Des hommes, vêtus de chemises bleues en loques et de pantalons de velours noir à côtes, coiffés de chapeaux de paille à larges bords, en train de labourer les champs, marchaient derrière des attelages de mulets dont les oreilles battaient au rythme des pas. Ils avaient de bien mauvaises charrues qui ne faisaient qu’ameublir superficiellement le sol, sans pouvoir y creuser quelque chose qui méritât le nom de sillon. Tous leurs instruments d’agriculture étaient déplorablement archaïques, car tout était commandé par le prix élevé du métal. On raccommodait un soc brisé, par exemple, et on le raccommodait à nouveau, et tant de fois qu’il finissait par n’être plus qu’un assemblage de morceaux. Les râteaux et les fourches étaient en bois. Les bêches, chez ces gens qui possédaient rarement des souliers, étaient chose inconnue ; pour creuser, ils avaient une houe grossière comme celles dont on se sert en Inde. Il y avait aussi une sorte de herse qui vous ramenait tout droit à la fin de l’âge de pierre. De la dimension environ d’une table de cuisine, elle était faite de planches jointes les unes aux autres et mortaisées de centaines de trous ; et dans chacun de ces trous était coincé un éclat de silex qu’on avait obtenu de la forme souhaitée en s’y prenant exactement comme les hommes s’y prenaient il y a dix mille ans. Je me souviens du sentiment presque d’horreur qui s’était emparé de moi lorsque j’étais pour la première fois tombé sur un de ces instruments, à l’intérieur d’une hutte abandonnée, dans le no man’s land. Cela me rendit malade rien que de penser à la somme de travail qu’avait dû exiger la fabrication d’une telle chose, et à la misère à ce point profonde qui faisait employer le silex au lieu de l’acier. J’ai depuis lors ressenti plus de sympathie à l’égard de l’industrialisme. Cependant il y avait dans le village deux tracteurs agricoles modernes, saisis sans doute sur le domaine de quelque grand propriétaire foncier.

---+---

Demande 1: Renvoyez, s'il vous plaît, chaque ligne des enregistrements qui contient le mot "neck".

Enregistrements à utiliser:
---+---

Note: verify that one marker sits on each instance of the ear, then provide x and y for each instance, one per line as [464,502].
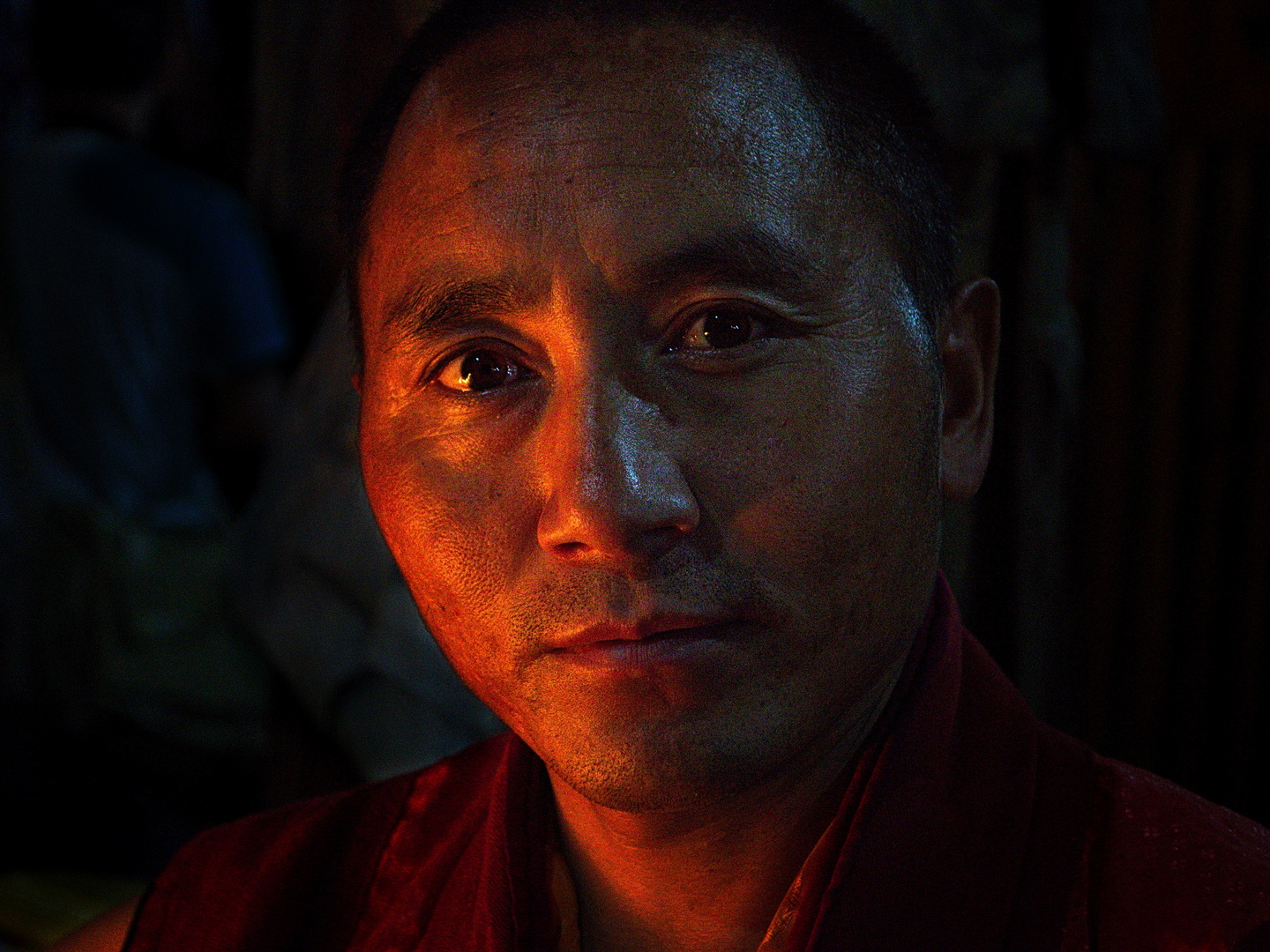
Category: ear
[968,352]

---+---

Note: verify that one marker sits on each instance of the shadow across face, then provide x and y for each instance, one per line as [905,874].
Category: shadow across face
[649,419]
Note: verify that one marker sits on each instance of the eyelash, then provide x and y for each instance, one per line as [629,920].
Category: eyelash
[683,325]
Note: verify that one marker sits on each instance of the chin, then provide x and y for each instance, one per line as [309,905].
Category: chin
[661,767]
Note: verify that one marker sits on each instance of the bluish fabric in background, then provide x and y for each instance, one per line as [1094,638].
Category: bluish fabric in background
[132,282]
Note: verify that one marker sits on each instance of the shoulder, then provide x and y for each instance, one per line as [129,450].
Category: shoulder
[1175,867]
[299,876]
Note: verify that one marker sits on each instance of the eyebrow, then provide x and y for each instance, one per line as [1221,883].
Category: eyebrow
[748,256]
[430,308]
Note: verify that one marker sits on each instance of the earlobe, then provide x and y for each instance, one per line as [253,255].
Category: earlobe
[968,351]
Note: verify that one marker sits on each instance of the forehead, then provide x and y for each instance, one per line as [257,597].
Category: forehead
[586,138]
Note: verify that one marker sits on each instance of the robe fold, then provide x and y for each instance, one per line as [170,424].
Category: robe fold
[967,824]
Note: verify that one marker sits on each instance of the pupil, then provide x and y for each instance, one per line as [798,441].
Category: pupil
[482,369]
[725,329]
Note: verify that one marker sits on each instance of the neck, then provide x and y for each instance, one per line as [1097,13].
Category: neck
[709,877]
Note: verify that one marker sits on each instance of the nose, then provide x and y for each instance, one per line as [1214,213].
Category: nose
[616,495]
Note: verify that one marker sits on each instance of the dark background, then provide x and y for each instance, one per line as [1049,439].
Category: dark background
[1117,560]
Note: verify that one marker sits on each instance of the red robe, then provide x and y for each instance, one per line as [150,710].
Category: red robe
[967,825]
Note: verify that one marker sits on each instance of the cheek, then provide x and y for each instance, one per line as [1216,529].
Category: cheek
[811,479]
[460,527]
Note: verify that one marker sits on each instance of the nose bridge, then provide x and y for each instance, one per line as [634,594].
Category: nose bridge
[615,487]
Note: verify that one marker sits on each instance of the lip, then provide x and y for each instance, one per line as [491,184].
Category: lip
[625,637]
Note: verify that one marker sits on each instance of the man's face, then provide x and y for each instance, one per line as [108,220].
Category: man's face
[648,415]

---+---

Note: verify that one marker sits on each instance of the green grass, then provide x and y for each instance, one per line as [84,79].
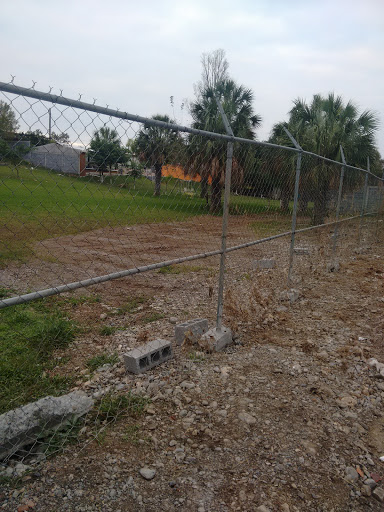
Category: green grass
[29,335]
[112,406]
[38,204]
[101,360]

---+---

Demande 2: Redonnez en entier l'extrait sur les instruments agricoles, mot pour mot.

Résultat 1:
Note: verify that one marker sits on each instance of the neck, then provide x and y for each instance, one per line as [1097,13].
Category: neck

Résultat 2:
Des hommes, vêtus de chemises bleues en loques et de pantalons de velours noir à côtes, coiffés de chapeaux de paille à larges bords, en train de labourer les champs, marchaient derrière des attelages de mulets dont les oreilles battaient au rythme des pas. Ils avaient de bien mauvaises charrues qui ne faisaient qu’ameublir superficiellement le sol, sans pouvoir y creuser quelque chose qui méritât le nom de sillon. Tous leurs instruments d’agriculture étaient déplorablement archaïques, car tout était commandé par le prix élevé du métal. On raccommodait un soc brisé, par exemple, et on le raccommodait à nouveau, et tant de fois qu’il finissait par n’être plus qu’un assemblage de morceaux. Les râteaux et les fourches étaient en bois. Les bêches, chez ces gens qui possédaient rarement des souliers, étaient chose inconnue ; pour creuser, ils avaient une houe grossière comme celles dont on se sert en Inde. Il y avait aussi une sorte de herse qui vous ramenait tout droit à la fin de l’âge de pierre. De la dimension environ d’une table de cuisine, elle était faite de planches jointes les unes aux autres et mortaisées de centaines de trous ; et dans chacun de ces trous était coincé un éclat de silex qu’on avait obtenu de la forme souhaitée en s’y prenant exactement comme les hommes s’y prenaient il y a dix mille ans. Je me souviens du sentiment presque d’horreur qui s’était emparé de moi lorsque j’étais pour la première fois tombé sur un de ces instruments, à l’intérieur d’une hutte abandonnée, dans le no man’s land. Cela me rendit malade rien que de penser à la somme de travail qu’avait dû exiger la fabrication d’une telle chose, et à la misère à ce point profonde qui faisait employer le silex au lieu de l’acier. J’ai depuis lors ressenti plus de sympathie à l’égard de l’industrialisme. Cependant il y avait dans le village deux tracteurs agricoles modernes, saisis sans doute sur le domaine de quelque grand propriétaire foncier.